-- Goal of the exercise --
Write out every entry, unchanged. Skip any picture.

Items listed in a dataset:

——————————

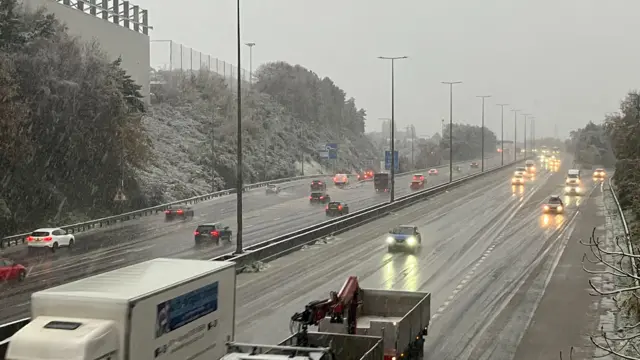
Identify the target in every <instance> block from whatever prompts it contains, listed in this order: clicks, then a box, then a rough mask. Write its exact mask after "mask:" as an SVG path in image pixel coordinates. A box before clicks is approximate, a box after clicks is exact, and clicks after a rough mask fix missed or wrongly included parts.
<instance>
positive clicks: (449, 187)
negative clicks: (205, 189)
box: [210, 159, 526, 271]
mask: <svg viewBox="0 0 640 360" xmlns="http://www.w3.org/2000/svg"><path fill="white" fill-rule="evenodd" d="M525 160H526V159H522V160H519V161H516V162H511V163H509V164H507V165H504V166H498V167H496V168H493V169H489V170H486V171H484V172H481V173H478V174H473V175H469V176H465V177H463V178H461V179H458V180H455V181H453V182H450V183H446V184H443V185H438V186H435V187H432V188H429V189H425V190H422V191H420V192H417V193H413V194H409V195H405V196H402V197H400V198H398V199H396V201H395V202H393V203H391V204H389V203H383V204H378V205H374V206H371V207H368V208H366V209H362V210H359V211H356V212H353V213H351V214H348V215H345V216H341V217H339V218H336V219H331V220H328V221H325V222H322V223H319V224H316V225H313V226H310V227H307V228H304V229H300V230H297V231H294V232H291V233H289V234H285V235H282V236H278V237H275V238H273V239H270V240H267V241H263V242H260V243H258V244H254V245H251V246H247V247H246V248H245V252H244V253H243V254H234V253H229V254H225V255H222V256H218V257H215V258H213V259H210V260H212V261H216V260H218V261H233V262H235V263H236V268H237V269H238V271H242V270H243V269H244V268H245V267H247V266H250V265H252V264H254V263H255V262H257V261H270V260H273V259H276V258H278V257H282V256H284V255H286V254H289V253H291V252H293V251H296V250H298V249H299V248H300V247H302V246H304V245H306V244H309V243H310V242H313V241H315V240H316V239H319V238H321V237H324V236H327V235H335V234H339V233H342V232H345V231H348V230H350V229H352V228H354V227H358V226H361V225H364V224H366V223H368V222H371V221H374V220H377V219H379V218H381V217H383V216H386V215H387V214H389V213H390V212H392V211H397V210H400V209H403V208H405V207H408V206H411V205H413V204H415V203H416V202H419V201H423V200H425V199H426V198H428V197H430V196H433V195H435V194H437V193H440V192H442V191H445V190H449V189H451V188H454V187H457V186H459V185H462V184H464V183H466V182H468V181H470V180H473V179H476V178H479V177H481V176H484V175H487V174H491V173H494V172H496V171H500V170H503V169H505V168H507V167H511V166H513V165H514V164H517V163H519V162H522V161H525Z"/></svg>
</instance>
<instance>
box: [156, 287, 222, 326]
mask: <svg viewBox="0 0 640 360" xmlns="http://www.w3.org/2000/svg"><path fill="white" fill-rule="evenodd" d="M216 310H218V282H217V281H216V282H215V283H213V284H211V285H207V286H203V287H201V288H199V289H197V290H194V291H191V292H188V293H186V294H183V295H180V296H178V297H175V298H173V299H171V300H168V301H165V302H163V303H160V304H158V306H157V312H156V338H159V337H160V336H162V335H164V334H168V333H170V332H172V331H173V330H176V329H179V328H181V327H182V326H184V325H187V324H188V323H190V322H192V321H194V320H197V319H199V318H201V317H203V316H205V315H208V314H211V313H212V312H214V311H216Z"/></svg>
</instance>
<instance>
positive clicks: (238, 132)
mask: <svg viewBox="0 0 640 360" xmlns="http://www.w3.org/2000/svg"><path fill="white" fill-rule="evenodd" d="M236 26H237V29H236V30H237V39H236V47H237V49H236V50H237V52H238V64H237V66H238V76H237V77H238V95H237V96H238V124H237V125H238V129H237V131H238V134H237V140H236V141H237V143H236V144H237V145H236V146H237V147H236V157H237V165H236V202H237V205H236V222H237V227H238V228H237V230H236V231H237V232H236V254H242V252H243V249H242V193H243V191H244V179H243V176H242V175H243V171H242V170H243V169H242V168H243V165H242V91H240V90H241V88H242V79H241V78H242V77H241V76H240V69H242V66H241V65H242V64H241V62H242V41H241V38H242V37H241V33H240V0H236Z"/></svg>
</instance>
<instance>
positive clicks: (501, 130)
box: [497, 104, 509, 166]
mask: <svg viewBox="0 0 640 360" xmlns="http://www.w3.org/2000/svg"><path fill="white" fill-rule="evenodd" d="M508 105H509V104H497V106H500V149H501V150H500V156H501V157H502V159H500V165H502V166H504V107H505V106H508Z"/></svg>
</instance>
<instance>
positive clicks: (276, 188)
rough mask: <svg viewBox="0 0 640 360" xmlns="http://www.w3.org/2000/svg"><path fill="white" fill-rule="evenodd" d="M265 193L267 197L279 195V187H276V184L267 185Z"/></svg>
mask: <svg viewBox="0 0 640 360" xmlns="http://www.w3.org/2000/svg"><path fill="white" fill-rule="evenodd" d="M266 193H267V195H269V194H279V193H280V186H278V185H276V184H269V185H267V189H266Z"/></svg>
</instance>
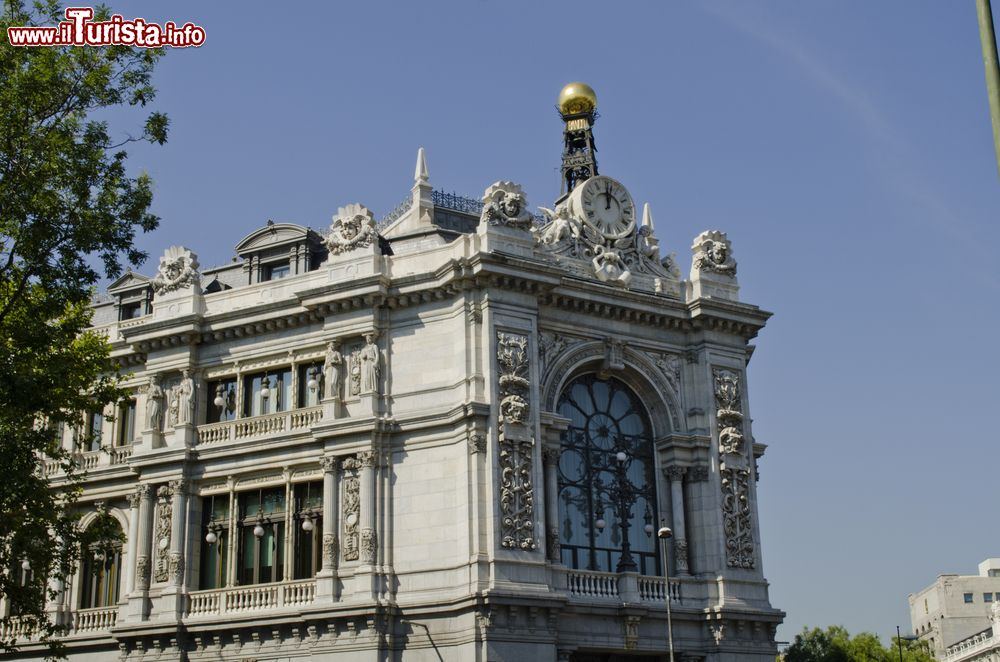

——————————

-- Expected output --
Identify the target in every <instance> block from whatever prompts it contains, listed in this order: clicks, then a box, then a rough mask. Write its exact mask after "mask:" as an SVG path in image pixel coordinates. A box before clicks is approximate, a box after clicks is exact, and clicks after a rough mask fix missed or wrongly included parts.
<instance>
positive clicks: (449, 187)
negative clicks: (205, 189)
box: [210, 159, 526, 271]
mask: <svg viewBox="0 0 640 360" xmlns="http://www.w3.org/2000/svg"><path fill="white" fill-rule="evenodd" d="M525 160H526V159H522V160H519V161H516V162H511V163H509V164H507V165H504V166H498V167H496V168H493V169H489V170H486V171H484V172H481V173H478V174H473V175H469V176H465V177H463V178H461V179H458V180H455V181H453V182H450V183H446V184H443V185H438V186H435V187H432V188H429V189H425V190H422V191H420V192H417V193H413V194H409V195H405V196H402V197H400V198H398V199H396V201H395V202H393V203H391V204H389V203H383V204H378V205H374V206H371V207H368V208H366V209H362V210H359V211H356V212H353V213H351V214H348V215H345V216H341V217H339V218H336V219H331V220H328V221H325V222H322V223H319V224H316V225H313V226H310V227H307V228H304V229H300V230H297V231H294V232H291V233H289V234H285V235H282V236H278V237H275V238H273V239H270V240H267V241H263V242H260V243H258V244H254V245H251V246H247V247H246V248H245V252H244V253H243V254H234V253H229V254H225V255H222V256H218V257H215V258H213V259H210V260H212V261H216V260H218V261H233V262H235V263H236V268H237V269H238V271H242V270H243V269H244V268H245V267H247V266H250V265H252V264H254V263H255V262H257V261H270V260H273V259H276V258H278V257H282V256H284V255H286V254H289V253H291V252H293V251H296V250H298V249H299V248H300V247H302V246H304V245H306V244H309V243H310V242H313V241H315V240H316V239H319V238H321V237H324V236H327V235H335V234H339V233H342V232H345V231H348V230H350V229H352V228H354V227H358V226H361V225H364V224H366V223H368V222H371V221H374V220H377V219H379V218H381V217H383V216H386V215H387V214H389V213H390V212H392V211H397V210H400V209H403V208H405V207H408V206H411V205H413V204H415V203H416V202H419V201H423V200H425V199H426V198H428V197H430V196H433V195H435V194H437V193H440V192H442V191H445V190H449V189H451V188H454V187H457V186H459V185H462V184H464V183H466V182H468V181H470V180H473V179H476V178H479V177H481V176H484V175H487V174H491V173H494V172H496V171H500V170H503V169H505V168H507V167H511V166H513V165H514V164H517V163H519V162H522V161H525Z"/></svg>
</instance>
<instance>
box: [156, 287, 222, 326]
mask: <svg viewBox="0 0 640 360" xmlns="http://www.w3.org/2000/svg"><path fill="white" fill-rule="evenodd" d="M216 310H218V282H217V281H216V282H215V283H213V284H211V285H207V286H203V287H201V288H199V289H197V290H194V291H191V292H188V293H186V294H183V295H180V296H178V297H175V298H173V299H171V300H168V301H165V302H163V303H160V304H158V306H157V312H156V338H159V337H160V336H162V335H164V334H168V333H170V332H172V331H173V330H176V329H179V328H181V327H182V326H184V325H187V324H188V323H190V322H192V321H194V320H197V319H199V318H201V317H203V316H205V315H208V314H211V313H212V312H214V311H216Z"/></svg>
</instance>
<instance>
positive clicks: (238, 132)
mask: <svg viewBox="0 0 640 360" xmlns="http://www.w3.org/2000/svg"><path fill="white" fill-rule="evenodd" d="M236 26H237V29H236V30H237V39H236V47H237V49H236V50H237V52H238V64H237V66H238V76H237V77H238V95H237V96H238V124H237V125H238V129H237V131H238V134H237V140H236V141H237V143H236V144H237V145H236V146H237V147H236V157H237V165H236V202H237V205H236V222H237V227H238V228H237V230H236V231H237V232H236V254H242V252H243V249H242V193H243V191H244V179H243V176H242V175H243V171H242V170H243V169H242V168H243V165H242V91H240V90H241V88H242V79H241V78H242V77H241V76H240V69H242V66H241V65H242V64H241V62H242V41H241V38H242V37H241V33H240V0H236Z"/></svg>
</instance>
<instance>
positive clicks: (501, 130)
box: [497, 104, 509, 166]
mask: <svg viewBox="0 0 640 360" xmlns="http://www.w3.org/2000/svg"><path fill="white" fill-rule="evenodd" d="M508 105H509V104H497V106H500V149H501V150H500V156H501V157H502V159H500V165H502V166H504V107H505V106H508Z"/></svg>
</instance>
<instance>
positive clicks: (276, 188)
rough mask: <svg viewBox="0 0 640 360" xmlns="http://www.w3.org/2000/svg"><path fill="white" fill-rule="evenodd" d="M265 193L267 197L279 195V187H276V184L267 185Z"/></svg>
mask: <svg viewBox="0 0 640 360" xmlns="http://www.w3.org/2000/svg"><path fill="white" fill-rule="evenodd" d="M266 193H267V195H269V194H279V193H280V186H278V185H276V184H269V185H267V189H266Z"/></svg>
</instance>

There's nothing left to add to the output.